### SET TASK
Continue the journal of letters to Quinn, picking up after its final sentence.

### SUPPLIED TEXT
-------------------------
The statistic of stillbirth is 1 in 160, but the doctor told me for my race and age it was 1 in 1,000.  I can’t believe it.  It’s so unfair, so unjust, it makes me so mad.  It just takes 1.  We were the 1.  For every statistic and risk that is in my future, I will always think of the 1.  Will that 1 be us again? 1 in 160, 1 in 1,000 or 1 in 10,000.  It doesn’t matter what the statistic is, there is always 1.  I lost my naivety about the 1.  If there is 1, then it could be us.  Again.

Dear Quinn

I have no dates or times for these early entries – the days following Quinn’s arrival are a blur.

Dear Quinn, I close my eyes and see your beautiful face.  So peaceful and quiet.  I wait for your eyes to flutter and for your nose to wiggle.  I close my eyes and see you and R running around the house giggling and squealing in joy.  Then I am jolted from my dreamy thoughts in truth’s terror that you are gone.  I howl through the night, begging for it not to be true.
-------------------------
(Records from a data collection)
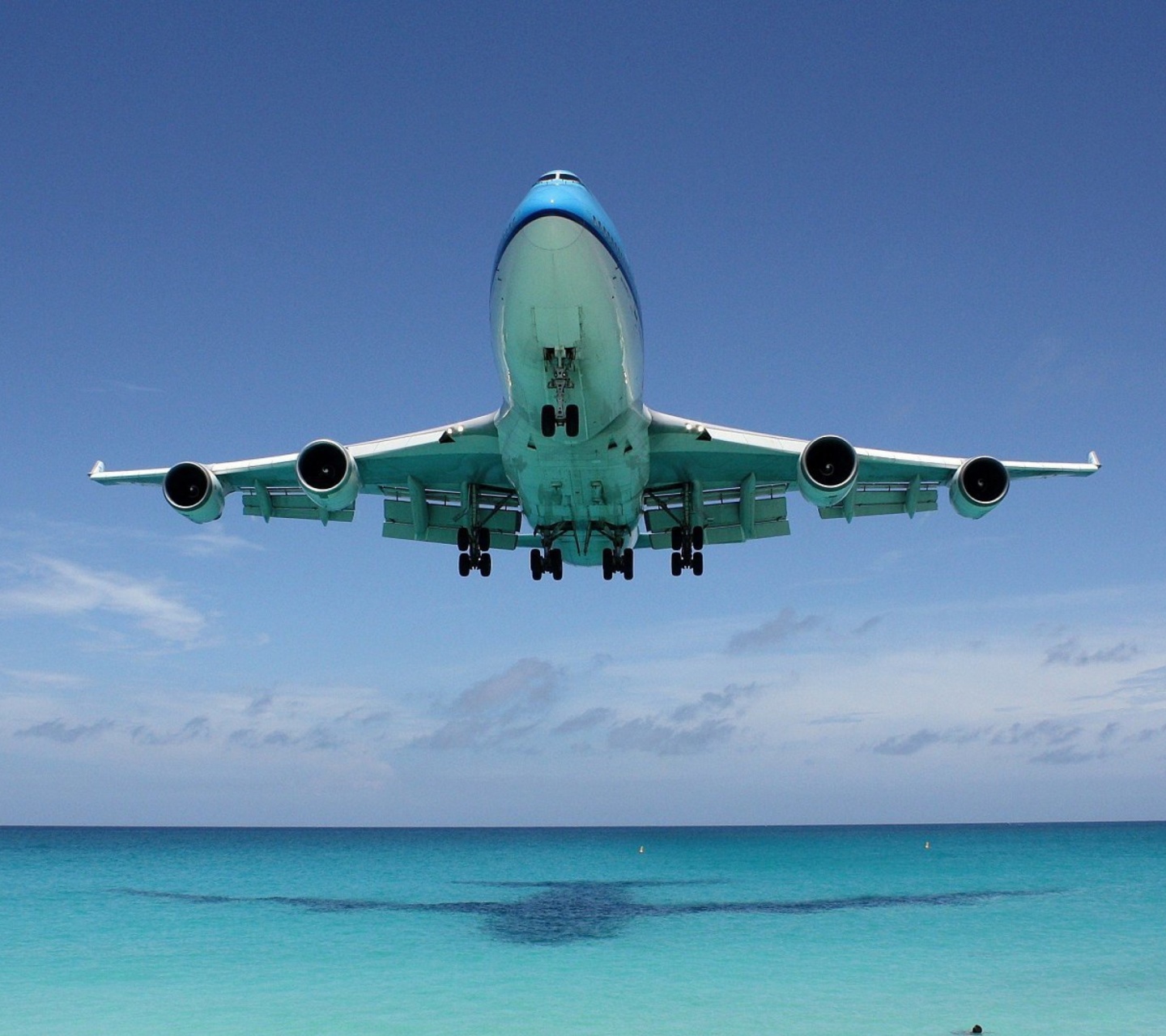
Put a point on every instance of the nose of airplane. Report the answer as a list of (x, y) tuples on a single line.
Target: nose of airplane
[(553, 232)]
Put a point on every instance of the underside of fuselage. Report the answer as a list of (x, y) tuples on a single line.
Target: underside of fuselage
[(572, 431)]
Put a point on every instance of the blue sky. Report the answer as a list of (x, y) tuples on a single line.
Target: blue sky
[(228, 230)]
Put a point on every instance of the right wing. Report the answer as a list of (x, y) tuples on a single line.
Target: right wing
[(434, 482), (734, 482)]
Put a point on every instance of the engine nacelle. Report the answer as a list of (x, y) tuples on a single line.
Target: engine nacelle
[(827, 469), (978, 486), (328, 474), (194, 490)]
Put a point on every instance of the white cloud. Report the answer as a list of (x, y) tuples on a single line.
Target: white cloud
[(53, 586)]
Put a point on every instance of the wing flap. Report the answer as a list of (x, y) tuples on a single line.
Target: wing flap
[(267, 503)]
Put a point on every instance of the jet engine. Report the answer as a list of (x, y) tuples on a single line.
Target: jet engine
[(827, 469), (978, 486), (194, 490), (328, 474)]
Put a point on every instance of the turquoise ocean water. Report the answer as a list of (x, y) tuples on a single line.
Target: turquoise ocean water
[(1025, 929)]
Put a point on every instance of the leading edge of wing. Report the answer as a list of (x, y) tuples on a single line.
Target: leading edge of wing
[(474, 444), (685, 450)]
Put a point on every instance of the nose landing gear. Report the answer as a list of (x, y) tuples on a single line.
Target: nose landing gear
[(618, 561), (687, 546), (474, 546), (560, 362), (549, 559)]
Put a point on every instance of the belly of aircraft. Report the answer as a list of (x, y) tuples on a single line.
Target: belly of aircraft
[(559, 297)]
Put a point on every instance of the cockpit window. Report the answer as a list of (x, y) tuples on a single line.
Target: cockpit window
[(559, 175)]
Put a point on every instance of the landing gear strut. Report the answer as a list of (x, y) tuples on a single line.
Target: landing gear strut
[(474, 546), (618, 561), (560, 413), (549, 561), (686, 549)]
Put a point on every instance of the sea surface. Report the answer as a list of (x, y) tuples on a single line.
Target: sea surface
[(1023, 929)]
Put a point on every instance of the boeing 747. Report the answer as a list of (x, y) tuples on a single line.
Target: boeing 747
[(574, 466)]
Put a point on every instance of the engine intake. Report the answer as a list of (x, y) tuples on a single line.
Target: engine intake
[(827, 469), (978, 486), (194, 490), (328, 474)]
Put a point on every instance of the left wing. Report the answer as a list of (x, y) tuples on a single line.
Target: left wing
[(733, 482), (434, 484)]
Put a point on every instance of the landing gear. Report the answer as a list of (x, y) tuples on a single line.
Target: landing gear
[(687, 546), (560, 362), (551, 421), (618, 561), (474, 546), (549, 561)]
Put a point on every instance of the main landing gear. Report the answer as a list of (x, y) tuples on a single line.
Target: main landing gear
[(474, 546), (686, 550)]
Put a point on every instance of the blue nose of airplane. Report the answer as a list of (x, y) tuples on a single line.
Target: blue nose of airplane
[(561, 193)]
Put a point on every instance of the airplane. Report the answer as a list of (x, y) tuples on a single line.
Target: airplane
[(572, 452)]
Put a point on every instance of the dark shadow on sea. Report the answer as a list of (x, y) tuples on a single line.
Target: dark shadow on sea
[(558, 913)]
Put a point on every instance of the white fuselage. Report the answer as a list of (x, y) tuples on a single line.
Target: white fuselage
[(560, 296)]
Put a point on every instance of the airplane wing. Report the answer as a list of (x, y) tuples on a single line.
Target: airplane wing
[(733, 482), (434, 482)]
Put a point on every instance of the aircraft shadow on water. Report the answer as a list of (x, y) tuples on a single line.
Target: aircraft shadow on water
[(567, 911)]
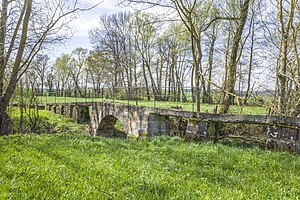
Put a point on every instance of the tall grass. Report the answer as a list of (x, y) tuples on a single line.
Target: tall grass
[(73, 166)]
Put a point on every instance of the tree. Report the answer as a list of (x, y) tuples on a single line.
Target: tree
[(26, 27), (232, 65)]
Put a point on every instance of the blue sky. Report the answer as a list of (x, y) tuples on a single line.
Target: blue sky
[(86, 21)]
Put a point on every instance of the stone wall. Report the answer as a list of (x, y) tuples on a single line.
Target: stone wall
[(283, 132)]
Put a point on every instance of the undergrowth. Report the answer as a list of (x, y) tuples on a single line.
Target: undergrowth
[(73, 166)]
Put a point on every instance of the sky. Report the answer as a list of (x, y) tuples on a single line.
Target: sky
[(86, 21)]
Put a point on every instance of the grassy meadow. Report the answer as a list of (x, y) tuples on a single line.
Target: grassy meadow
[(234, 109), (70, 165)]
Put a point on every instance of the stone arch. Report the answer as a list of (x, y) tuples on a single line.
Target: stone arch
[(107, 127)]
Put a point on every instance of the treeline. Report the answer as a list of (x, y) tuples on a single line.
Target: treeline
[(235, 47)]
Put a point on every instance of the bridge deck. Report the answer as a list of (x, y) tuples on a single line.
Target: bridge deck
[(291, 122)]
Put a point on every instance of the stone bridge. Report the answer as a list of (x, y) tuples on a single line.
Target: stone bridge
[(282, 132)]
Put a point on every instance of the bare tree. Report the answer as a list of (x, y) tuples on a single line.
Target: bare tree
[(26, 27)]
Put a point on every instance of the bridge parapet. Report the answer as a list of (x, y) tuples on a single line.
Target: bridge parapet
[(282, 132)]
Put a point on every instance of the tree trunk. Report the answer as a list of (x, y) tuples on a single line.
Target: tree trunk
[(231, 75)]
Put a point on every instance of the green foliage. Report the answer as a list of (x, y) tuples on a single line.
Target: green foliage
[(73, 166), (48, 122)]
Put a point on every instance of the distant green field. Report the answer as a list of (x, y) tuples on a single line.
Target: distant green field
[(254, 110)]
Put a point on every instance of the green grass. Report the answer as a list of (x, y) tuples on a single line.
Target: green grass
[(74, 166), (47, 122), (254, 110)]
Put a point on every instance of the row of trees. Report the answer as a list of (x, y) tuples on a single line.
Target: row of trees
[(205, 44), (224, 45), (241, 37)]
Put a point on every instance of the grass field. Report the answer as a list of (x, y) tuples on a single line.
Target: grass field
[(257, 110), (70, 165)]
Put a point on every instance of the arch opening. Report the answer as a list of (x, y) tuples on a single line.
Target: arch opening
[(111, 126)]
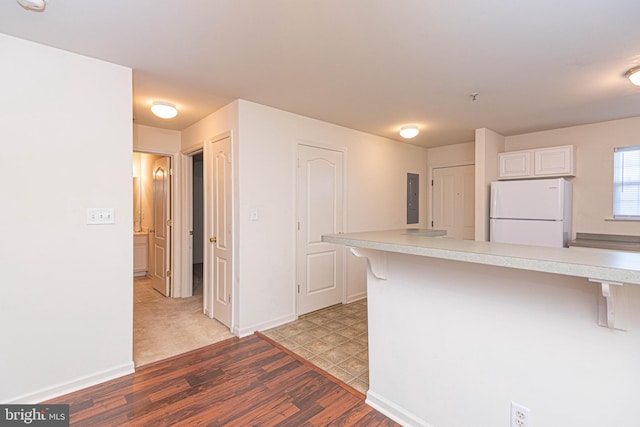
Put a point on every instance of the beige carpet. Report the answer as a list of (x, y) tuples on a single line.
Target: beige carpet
-------------------------
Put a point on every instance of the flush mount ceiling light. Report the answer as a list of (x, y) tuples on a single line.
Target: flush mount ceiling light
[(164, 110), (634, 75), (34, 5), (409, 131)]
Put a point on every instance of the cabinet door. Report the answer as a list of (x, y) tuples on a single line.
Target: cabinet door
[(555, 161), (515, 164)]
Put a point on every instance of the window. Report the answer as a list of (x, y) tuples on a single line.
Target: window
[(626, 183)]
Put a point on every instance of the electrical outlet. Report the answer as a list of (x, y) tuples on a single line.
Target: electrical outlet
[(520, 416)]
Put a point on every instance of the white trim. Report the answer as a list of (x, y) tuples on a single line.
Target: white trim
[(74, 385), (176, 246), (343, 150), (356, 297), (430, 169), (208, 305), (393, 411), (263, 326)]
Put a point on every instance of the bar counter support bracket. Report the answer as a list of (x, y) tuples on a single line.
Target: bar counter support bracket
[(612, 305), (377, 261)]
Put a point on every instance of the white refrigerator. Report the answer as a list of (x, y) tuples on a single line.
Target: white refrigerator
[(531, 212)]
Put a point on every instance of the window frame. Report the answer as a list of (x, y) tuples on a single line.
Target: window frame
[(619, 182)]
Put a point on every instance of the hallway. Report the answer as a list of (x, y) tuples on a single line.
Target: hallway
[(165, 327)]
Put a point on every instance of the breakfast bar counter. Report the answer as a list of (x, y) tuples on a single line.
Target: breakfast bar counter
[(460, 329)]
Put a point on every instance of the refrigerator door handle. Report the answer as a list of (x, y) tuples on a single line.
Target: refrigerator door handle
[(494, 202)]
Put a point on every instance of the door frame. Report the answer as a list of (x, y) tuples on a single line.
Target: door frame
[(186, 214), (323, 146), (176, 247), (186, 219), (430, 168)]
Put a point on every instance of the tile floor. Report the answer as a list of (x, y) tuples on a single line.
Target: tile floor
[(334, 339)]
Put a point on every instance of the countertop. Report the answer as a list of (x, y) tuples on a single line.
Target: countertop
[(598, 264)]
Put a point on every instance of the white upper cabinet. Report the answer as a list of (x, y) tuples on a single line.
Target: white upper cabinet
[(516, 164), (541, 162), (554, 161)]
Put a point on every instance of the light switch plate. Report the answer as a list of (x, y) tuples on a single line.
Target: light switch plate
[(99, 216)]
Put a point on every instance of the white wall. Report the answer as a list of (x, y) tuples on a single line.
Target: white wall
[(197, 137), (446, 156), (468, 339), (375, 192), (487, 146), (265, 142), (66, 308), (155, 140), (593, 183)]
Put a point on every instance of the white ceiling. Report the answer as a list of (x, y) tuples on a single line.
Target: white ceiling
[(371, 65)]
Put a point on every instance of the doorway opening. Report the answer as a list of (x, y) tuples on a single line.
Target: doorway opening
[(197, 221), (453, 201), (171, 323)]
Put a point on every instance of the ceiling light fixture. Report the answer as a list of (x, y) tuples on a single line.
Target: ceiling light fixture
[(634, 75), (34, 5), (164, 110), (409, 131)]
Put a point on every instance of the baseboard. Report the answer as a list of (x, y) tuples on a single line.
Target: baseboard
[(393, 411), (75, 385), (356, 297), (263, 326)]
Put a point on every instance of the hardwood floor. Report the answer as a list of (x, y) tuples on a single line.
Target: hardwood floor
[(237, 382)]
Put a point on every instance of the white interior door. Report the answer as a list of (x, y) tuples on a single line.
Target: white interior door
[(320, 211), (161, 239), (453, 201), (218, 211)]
-------------------------
### RESPONSE TO THE TASK
Dear Quinn, you are perfect, so beautiful.  You look different than R, but so similar.  You have the same nose, the same dark blue eyes.  I held you so tight, and sang to you and rocked you.  I kissed you and nuzzled my nose to yours.  Did you feel it?  I howled when they took you from me.  When it was time to say goodbye, forever. 

Dear Quinn, one day, we will meet you in heaven, hold you, and care for you.  Until then, our love for you is fierce and raw.  You are held tightly in our hearts and spirits.  We mourn you.  We miss you. We love you.  We celebrate you.

My dear, sweet Quinn, you left this world in innocence and purity.  My angel.  The only world you knew was inside of me.  Sleep peacefully, my angel.  I grew you for 40 weeks, and missed you by 48 hours only.  How I yearn for you.